Work item →
Retype every entry below without any change.

The data →
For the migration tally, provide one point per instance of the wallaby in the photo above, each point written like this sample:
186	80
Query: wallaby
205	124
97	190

Output →
For the migration tally, provide one point per instance of the wallaby in the photo above, each point written like this sample:
186	80
Query: wallaby
205	124
97	190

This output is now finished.